RECORDS FOR THE EXERCISE start
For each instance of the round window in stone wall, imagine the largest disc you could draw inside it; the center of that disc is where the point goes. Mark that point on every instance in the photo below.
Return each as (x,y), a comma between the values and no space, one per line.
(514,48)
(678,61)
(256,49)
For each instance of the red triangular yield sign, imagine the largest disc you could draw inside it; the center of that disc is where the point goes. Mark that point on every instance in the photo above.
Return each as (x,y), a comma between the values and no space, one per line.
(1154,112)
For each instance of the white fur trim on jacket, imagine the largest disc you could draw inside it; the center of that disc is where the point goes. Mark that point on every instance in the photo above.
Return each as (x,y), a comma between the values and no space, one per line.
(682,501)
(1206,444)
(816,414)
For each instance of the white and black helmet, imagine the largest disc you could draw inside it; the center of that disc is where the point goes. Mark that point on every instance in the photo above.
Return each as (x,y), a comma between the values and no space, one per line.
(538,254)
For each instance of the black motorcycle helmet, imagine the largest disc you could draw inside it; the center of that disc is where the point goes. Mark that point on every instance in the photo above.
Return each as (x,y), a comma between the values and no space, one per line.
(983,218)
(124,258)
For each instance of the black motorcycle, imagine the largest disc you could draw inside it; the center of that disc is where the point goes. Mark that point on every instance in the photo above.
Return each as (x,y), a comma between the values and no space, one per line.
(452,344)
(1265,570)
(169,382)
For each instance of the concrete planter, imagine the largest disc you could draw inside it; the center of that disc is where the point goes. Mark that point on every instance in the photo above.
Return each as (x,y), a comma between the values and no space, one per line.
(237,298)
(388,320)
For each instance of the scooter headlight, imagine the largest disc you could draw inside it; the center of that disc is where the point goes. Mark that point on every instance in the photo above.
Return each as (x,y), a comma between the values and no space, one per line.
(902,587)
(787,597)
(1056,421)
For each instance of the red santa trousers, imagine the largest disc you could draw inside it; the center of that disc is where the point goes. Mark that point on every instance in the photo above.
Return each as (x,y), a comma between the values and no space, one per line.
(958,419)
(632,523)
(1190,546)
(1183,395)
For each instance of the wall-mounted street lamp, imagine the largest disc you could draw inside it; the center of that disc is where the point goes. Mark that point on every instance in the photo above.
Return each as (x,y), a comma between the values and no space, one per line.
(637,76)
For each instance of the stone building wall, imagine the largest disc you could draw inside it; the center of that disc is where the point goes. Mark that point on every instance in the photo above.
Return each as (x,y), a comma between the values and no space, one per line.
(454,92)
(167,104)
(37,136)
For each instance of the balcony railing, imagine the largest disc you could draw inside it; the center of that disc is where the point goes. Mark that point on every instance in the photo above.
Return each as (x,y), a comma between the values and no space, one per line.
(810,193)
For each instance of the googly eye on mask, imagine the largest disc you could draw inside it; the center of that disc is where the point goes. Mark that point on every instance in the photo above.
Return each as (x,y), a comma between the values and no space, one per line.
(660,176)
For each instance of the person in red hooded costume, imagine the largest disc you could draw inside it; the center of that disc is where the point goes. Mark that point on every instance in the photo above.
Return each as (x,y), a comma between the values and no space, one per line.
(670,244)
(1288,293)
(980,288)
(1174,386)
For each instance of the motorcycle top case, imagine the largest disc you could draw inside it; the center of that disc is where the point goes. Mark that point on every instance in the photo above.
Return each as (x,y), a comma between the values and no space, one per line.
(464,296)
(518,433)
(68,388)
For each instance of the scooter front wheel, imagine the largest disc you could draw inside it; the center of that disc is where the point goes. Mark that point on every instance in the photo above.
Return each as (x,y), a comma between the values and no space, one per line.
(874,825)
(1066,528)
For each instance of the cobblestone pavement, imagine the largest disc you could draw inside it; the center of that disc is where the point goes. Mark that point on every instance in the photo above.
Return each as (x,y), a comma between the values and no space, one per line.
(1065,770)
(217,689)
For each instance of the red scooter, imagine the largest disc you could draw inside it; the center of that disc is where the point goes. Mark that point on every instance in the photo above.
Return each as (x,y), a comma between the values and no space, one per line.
RECORDS FOR THE EXERCISE end
# [JOB]
All the entries above need to be reproduced exactly.

# [PROBLEM SOLUTION]
For each instance of the round window in stone wall, imagine the largest disc you could draw inside it; the center of that disc is where the point goes. Mark that point on every instance in the photo below.
Return each as (x,y), a comma between the values and no space, one per line.
(514,48)
(678,61)
(256,49)
For each instance of the red triangular yield sign, imagine the largest disc you could draw inside it; the center of that disc is where the point goes. Mark that point on every instance in the photo above.
Return each as (x,y), a comma between the values and no space, one per line.
(1154,112)
For each instance of the white fur trim on jacket, imagine the largest disc you could draw inside it; the center of that disc is where the point goes. Mark that point on every instance in the photo above.
Return each as (x,y), a comma between the values and no space, one per line.
(682,501)
(1206,444)
(816,414)
For each instance of the white and black helmet, imagine the largest disc you could draw inside it; the center of that disc is where the point goes. Mark that point on every instance in the photo above.
Return each as (x,y), a comma between the values and no space, one per line.
(538,254)
For each instance of the black motorcycle helmet, imagine the largest disc you could draw inside it; the center of that disc is where the point goes. Mark that point on every instance in the photo above.
Return each as (x,y), a comma between the values and no space, one per line.
(983,218)
(124,258)
For each instance of the black motorcycle, imagine the largest disc you could draw inside it; the center of that disc is where the point goes. Mark that point on every instance in the photo above.
Return each as (x,y), a comma between the values and no space, one per line.
(452,344)
(1265,570)
(169,382)
For each instance of the concrete planter, imagine the largest disc you could draw inside it; the center of that disc is where the point goes. Mark that point on every instance in the photo above.
Return each as (x,y), a comma between the values and no space, one per line.
(237,298)
(388,320)
For each instance of the scooter headlight, imagine the largest disc you could draw inside it; the center of that disc is where the point goes. Mark that point on every instance in the photo above.
Return each as (x,y), a comma between the values and no space, one per line.
(902,587)
(787,597)
(1056,421)
For each instance of the red santa trousers, imagine the largest disc you could draw inside it; the center of that disc is where the point goes. Mark that point on every instance in the photo above.
Return each as (x,y), a comma between the values and no space, one per line.
(958,419)
(632,523)
(1190,546)
(1183,395)
For each instance of the wall-mounted street lamp, imagine the largest disc you could draw inside it; the center of that disc is where the point goes. Mark that point on every instance in the photo above.
Return each as (x,y), a comma between the values and no space, one per line.
(637,76)
For each instance of the stone building wall, imagine the largest disc you could draw inside it; the center of that disc is where the point goes. Mark that point on every instance in the photo above.
Return each as (x,y), a comma between the values and no space, one per line.
(454,92)
(167,104)
(37,136)
For each instance of the balcony railing, imagine the largest disc you could draw inside it; the center of that disc is where the point goes. Mark that point on every instance in the photo above.
Return each as (x,y), a comma between the values and no space, one per line.
(810,193)
For each instance of the googly eye on mask, imagine the largest disc you could draw inside it; the center of that disc is where the point goes. Mark that point on every instance in the photo above.
Return each as (x,y), a comma between the values and no space, one per line.
(660,176)
For each instance of the person in red hooded costume, imagine the largest disc you could draw inside it; the center of that disc is where the point goes. Mark that point on every instance in the photo above.
Return each as (x,y), a comma between the values and no space, one per line.
(670,244)
(1288,293)
(980,288)
(1174,386)
For each instance of the motorcycle top case, imagine the largest disc you could draw inside it; the center of that disc is where the point goes. Mark that point on every instance in the photo above.
Return each as (x,y), a comma between the values and no space, one per line.
(464,296)
(518,433)
(68,388)
For each instance of the scooter front wheel, imagine the largest disc you could draw inside it; the center of that disc is where the point goes. Mark that point on every instance in the photo above.
Return each as (x,y), a comma between the values and no space, one per line.
(874,825)
(1066,528)
For each instance of the cobblestone pavement, imagine the largest disc you could draw inside it; the center of that disc is where the point goes. Mark that point on every instance in the photo above.
Return each as (x,y), a comma between the values and no space, one per line.
(1065,770)
(217,689)
For each instance of the red scooter, imagine the largest disc you could draw inside it; the center of that disc is where the point goes. Mark that point on every instance in the photo above.
Return each as (x,y), a comma between the values and no space, one per line.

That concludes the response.